GIVEN INSTRUCTION → Could you swap "blue pen" for "black pen" in the lines from the start through the line containing "[[46, 62, 54, 76]]", returning only those lines with everything else unchanged and the picture left out?

RECORDS TO USE →
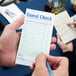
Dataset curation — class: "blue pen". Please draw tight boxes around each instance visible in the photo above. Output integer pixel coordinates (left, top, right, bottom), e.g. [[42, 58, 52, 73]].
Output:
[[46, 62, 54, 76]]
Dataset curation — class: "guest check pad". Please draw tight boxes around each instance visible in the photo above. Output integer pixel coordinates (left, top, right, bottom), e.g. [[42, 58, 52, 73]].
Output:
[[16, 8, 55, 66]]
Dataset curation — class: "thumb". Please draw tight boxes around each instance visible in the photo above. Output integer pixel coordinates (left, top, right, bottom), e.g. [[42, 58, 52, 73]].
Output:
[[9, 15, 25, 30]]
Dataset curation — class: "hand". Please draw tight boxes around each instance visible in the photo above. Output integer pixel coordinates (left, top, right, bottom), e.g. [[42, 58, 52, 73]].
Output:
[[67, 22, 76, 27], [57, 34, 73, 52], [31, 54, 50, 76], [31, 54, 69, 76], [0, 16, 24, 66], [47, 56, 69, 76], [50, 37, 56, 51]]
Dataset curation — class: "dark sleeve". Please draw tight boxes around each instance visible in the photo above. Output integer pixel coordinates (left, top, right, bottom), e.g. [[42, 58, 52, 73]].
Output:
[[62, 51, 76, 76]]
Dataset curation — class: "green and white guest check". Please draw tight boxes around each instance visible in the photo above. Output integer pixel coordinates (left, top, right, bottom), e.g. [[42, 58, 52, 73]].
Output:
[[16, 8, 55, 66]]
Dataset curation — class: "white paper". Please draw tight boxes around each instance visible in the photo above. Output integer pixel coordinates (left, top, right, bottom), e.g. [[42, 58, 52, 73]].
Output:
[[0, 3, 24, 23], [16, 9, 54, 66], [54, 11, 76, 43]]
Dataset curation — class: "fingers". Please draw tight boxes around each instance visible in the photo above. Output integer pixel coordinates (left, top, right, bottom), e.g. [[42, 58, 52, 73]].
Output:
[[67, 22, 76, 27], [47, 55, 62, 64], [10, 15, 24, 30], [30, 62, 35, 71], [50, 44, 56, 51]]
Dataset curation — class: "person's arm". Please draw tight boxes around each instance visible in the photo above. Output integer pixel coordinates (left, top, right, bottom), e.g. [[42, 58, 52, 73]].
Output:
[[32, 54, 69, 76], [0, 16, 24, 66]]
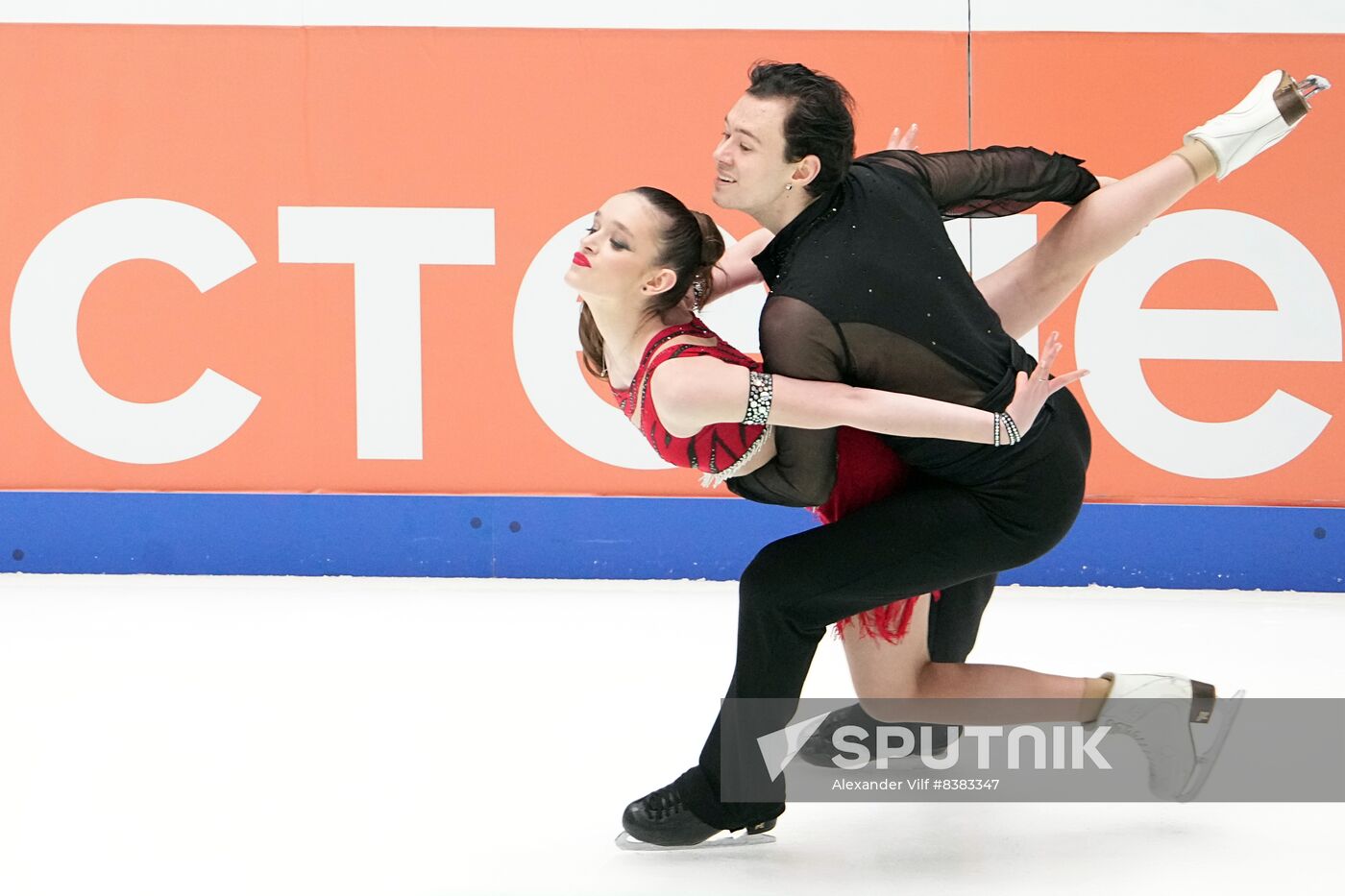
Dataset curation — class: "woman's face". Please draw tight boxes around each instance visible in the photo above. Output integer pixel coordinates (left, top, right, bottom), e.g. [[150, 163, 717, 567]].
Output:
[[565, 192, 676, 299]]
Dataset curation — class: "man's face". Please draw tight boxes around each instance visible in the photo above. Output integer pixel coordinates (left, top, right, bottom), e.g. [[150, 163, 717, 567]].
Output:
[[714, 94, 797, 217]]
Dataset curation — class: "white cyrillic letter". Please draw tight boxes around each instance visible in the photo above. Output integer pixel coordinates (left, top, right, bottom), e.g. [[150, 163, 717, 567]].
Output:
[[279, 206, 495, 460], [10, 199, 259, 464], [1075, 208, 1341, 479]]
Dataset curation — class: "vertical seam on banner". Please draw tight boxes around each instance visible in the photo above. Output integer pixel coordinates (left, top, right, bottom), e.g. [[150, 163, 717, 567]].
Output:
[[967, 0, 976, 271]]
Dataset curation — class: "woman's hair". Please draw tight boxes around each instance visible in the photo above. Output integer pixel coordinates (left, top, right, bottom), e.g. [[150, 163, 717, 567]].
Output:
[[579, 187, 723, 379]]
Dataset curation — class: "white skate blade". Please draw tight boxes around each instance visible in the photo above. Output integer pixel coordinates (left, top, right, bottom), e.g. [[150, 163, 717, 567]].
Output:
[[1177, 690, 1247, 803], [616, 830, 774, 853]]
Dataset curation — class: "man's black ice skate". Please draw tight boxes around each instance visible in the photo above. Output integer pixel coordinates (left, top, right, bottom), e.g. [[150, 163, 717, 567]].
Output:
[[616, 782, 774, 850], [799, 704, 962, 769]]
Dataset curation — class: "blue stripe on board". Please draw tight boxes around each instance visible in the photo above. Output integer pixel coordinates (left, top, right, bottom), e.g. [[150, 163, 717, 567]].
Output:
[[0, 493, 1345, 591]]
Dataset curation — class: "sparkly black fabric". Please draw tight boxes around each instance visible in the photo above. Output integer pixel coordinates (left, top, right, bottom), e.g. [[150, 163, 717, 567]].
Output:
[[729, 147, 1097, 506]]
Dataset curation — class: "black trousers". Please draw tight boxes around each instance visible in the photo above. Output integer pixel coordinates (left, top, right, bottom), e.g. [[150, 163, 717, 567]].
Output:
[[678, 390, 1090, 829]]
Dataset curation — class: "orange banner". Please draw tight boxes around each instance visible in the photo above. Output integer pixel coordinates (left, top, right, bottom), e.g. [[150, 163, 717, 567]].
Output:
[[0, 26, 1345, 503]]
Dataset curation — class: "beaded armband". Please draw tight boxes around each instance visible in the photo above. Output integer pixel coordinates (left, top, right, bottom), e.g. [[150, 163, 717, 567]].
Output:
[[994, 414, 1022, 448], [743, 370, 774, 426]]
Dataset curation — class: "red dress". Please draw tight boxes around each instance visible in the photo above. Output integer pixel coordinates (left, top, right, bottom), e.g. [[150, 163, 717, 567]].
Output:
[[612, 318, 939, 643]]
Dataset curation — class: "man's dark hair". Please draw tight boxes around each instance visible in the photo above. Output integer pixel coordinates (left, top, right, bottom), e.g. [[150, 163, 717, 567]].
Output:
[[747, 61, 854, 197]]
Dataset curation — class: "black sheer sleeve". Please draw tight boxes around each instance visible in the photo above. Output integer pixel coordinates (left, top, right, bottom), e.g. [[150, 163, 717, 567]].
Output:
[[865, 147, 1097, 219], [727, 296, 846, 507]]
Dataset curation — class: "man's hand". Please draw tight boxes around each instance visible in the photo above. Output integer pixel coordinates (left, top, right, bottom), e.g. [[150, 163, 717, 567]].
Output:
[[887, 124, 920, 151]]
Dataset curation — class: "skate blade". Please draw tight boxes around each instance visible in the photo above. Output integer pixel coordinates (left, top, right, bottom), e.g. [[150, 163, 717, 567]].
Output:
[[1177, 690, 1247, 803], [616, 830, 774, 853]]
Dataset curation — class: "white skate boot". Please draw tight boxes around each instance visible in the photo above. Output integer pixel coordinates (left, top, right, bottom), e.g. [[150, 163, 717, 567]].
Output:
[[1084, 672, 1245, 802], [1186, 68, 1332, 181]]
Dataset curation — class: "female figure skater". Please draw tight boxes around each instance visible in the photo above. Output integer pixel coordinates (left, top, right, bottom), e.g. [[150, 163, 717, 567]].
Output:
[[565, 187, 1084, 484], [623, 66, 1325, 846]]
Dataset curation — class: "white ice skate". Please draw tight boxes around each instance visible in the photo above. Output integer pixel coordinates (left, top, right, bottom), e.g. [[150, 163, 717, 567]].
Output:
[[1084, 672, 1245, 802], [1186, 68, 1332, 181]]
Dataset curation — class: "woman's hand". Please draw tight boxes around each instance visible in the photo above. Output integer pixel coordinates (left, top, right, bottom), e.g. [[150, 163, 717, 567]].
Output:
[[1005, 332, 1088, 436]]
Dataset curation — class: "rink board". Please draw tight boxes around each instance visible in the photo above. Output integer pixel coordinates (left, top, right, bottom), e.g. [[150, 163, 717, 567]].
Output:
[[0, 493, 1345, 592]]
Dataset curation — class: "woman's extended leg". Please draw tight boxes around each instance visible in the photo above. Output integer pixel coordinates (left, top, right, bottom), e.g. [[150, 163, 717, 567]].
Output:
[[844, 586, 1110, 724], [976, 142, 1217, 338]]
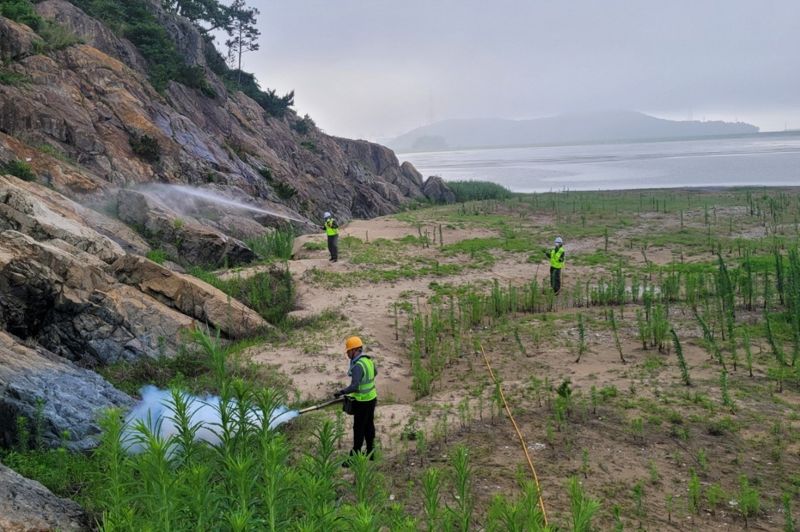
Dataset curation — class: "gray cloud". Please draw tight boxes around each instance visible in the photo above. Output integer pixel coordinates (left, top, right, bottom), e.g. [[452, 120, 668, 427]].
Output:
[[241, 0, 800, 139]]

ANSWER TO THE EXERCISE →
Dataset curation — class: "black pen". Please draw tight boxes around each instance visible in the photo above. Output integer pixel coordinates (left, top, right, bottom), e.g. [[42, 58, 52, 73]].
Output:
[[46, 62, 54, 76]]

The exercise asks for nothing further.